— Task —
Copy down all of the data underneath, exactly as shown.
================
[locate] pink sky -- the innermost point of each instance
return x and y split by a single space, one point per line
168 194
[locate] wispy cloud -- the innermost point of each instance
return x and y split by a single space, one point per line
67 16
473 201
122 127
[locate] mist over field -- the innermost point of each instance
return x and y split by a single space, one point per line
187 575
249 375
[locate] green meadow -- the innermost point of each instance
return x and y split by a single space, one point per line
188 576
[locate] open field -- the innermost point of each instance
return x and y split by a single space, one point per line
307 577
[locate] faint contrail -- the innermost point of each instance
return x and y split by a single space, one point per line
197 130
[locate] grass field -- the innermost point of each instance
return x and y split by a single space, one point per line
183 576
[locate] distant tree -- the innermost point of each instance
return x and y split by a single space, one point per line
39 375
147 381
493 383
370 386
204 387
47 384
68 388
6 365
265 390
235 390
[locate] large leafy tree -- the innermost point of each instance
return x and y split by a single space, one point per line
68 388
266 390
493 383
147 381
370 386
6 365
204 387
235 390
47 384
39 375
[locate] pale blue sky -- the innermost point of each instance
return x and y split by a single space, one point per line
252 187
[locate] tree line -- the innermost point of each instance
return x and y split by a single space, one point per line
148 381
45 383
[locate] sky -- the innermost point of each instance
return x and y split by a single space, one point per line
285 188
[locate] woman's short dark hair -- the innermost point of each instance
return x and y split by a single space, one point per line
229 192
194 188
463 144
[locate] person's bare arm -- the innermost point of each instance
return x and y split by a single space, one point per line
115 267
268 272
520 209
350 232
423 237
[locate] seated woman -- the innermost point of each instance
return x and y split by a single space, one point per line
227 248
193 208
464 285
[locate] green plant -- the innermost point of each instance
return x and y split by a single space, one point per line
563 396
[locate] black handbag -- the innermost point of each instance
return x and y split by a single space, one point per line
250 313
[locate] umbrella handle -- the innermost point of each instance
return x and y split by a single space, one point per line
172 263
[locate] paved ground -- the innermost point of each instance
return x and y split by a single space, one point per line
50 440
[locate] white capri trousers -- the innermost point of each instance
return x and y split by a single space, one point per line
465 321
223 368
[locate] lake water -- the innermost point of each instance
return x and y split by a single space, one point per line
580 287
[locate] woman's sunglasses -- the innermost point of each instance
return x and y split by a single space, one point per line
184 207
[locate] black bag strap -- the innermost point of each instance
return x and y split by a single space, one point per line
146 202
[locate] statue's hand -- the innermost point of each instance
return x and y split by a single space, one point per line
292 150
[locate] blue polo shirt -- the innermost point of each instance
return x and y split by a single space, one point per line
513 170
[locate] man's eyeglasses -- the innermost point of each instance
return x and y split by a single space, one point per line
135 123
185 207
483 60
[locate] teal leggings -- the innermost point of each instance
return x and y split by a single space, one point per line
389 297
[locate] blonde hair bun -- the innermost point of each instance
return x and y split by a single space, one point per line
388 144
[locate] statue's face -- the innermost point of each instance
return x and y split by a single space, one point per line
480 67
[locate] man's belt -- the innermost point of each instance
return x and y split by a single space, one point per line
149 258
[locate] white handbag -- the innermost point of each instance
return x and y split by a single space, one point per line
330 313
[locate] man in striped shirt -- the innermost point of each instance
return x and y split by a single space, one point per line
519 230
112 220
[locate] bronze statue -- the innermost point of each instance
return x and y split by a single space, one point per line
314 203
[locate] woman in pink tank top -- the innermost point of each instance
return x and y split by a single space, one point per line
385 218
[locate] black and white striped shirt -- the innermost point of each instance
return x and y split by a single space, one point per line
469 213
================
— Answer area —
[locate] pink sky -- the innermost point of each instance
return x and y split by a single space, one point per line
168 194
[locate] wispy cloud -- the innermost point of each instance
return x and y split by a single space, one point per line
67 16
473 201
122 127
[locate] mist over field -- the innermost point of each instance
return x and y split by a single space, one point per line
187 575
249 375
[locate] green meadow -- the innermost point of each instance
return x and y split by a single space, one point per line
188 576
[locate] open field -- the innermost point of each instance
return x and y split by a single space, one point per line
307 577
[locate] faint contrail -- the innermost point of each instance
return x and y split by a single space, one point per line
197 130
[locate] grass field -- the innermost point of each instance
return x and y split by a single space, one point per line
183 576
[locate] distant tree -- the innermost point of each instance
return x and y split by a single space, one point per line
39 375
147 381
493 383
370 386
204 387
47 384
68 388
6 365
265 390
235 390
[locate] large leafy tree -- the innermost point of each instance
return x and y split by a single space, one point per line
68 388
266 390
493 383
147 381
370 386
6 365
204 387
235 390
47 384
39 375
[locate] pale blue sky -- the innermost point of each instance
return x and y split by a single space, one point per line
252 187
[locate] tree line -- the innermost point of each instance
return x and y split by a single space, one point per line
148 381
45 383
[locate] sky -- the innermost point of each instance
return x and y split by a single space, one point per line
285 188
[locate] woman's short dark hair -- the innermost point of each instance
return x and y split by a single space, one point per line
229 192
194 188
463 144
[locate] person's bare arm -- the innermost point of each instance
return x and y split by a single space, one point per line
115 267
268 272
520 209
350 232
423 237
[locate] seated woman -- the innermost point of each instance
return x and y split by a single space, one point per line
227 248
193 208
464 285
[locate] green plant -- the innermost point of each instance
return x and y split by a single space, one point per line
563 396
[locate] black handbag -- the innermost point of each instance
return x and y split by a single space, one point per line
250 313
[locate] umbrella handle -- the innermost point of each instance
return x and y split by a single space, one point per line
172 263
[locate] paved ground -- the innermost point of each instance
return x and y split by a single space, one point per line
50 440
[locate] white capri trousers -- the innermost point of each instance
return x and y split by a single space, one point per line
465 321
223 368
[locate] lake water -- the innermost point of each instance
return x and y split by a single space, one point per line
580 287
[locate] woman's sunglasses -- the innermost point of each instance
return x and y split by a single space, one point per line
184 207
[locate] black bag strap -- the innermost point of each instance
return x and y split by a single space, one point per line
146 202
[locate] statue's hand -- the innermost point of each instance
return x and y split by a single space, one point per line
292 150
[locate] blue polo shirt -- the innermost point of each instance
return x and y split by a single space, one point per line
513 170
[locate] man's eyeglasses -- the innermost point of each instance
return x and y split by a single space, one point per line
135 123
185 207
483 60
[locate] teal leggings -- the innermost point of each instance
return x and y split by a single space, one point per line
389 297
[locate] blonde hair bun -- the innermost point of each instance
return x and y split by a single space, one point per line
388 144
[locate] statue's face -- the innermost point of each instance
return x and y split by a single space, one point per line
480 67
[locate] man's belt -- the innermost point of each instance
return x and y split by a single space, one point per line
149 258
[locate] white handbag -- the innermost point of each instance
return x and y split by a single space, one point per line
330 313
[locate] man in striped shirt -- the innermost point of each instance
return x and y split by a single space, one point per line
519 230
112 220
[locate] bronze statue -- the innermost point of each instance
return x and y split by a single space, one point per line
314 203
[locate] woman in pink tank top -- the innermost point of each instance
return x and y split by a single space, one point per line
385 218
[locate] black and white striped shirt -- the innermost point of each instance
return x and y split by a single space, one point per line
469 213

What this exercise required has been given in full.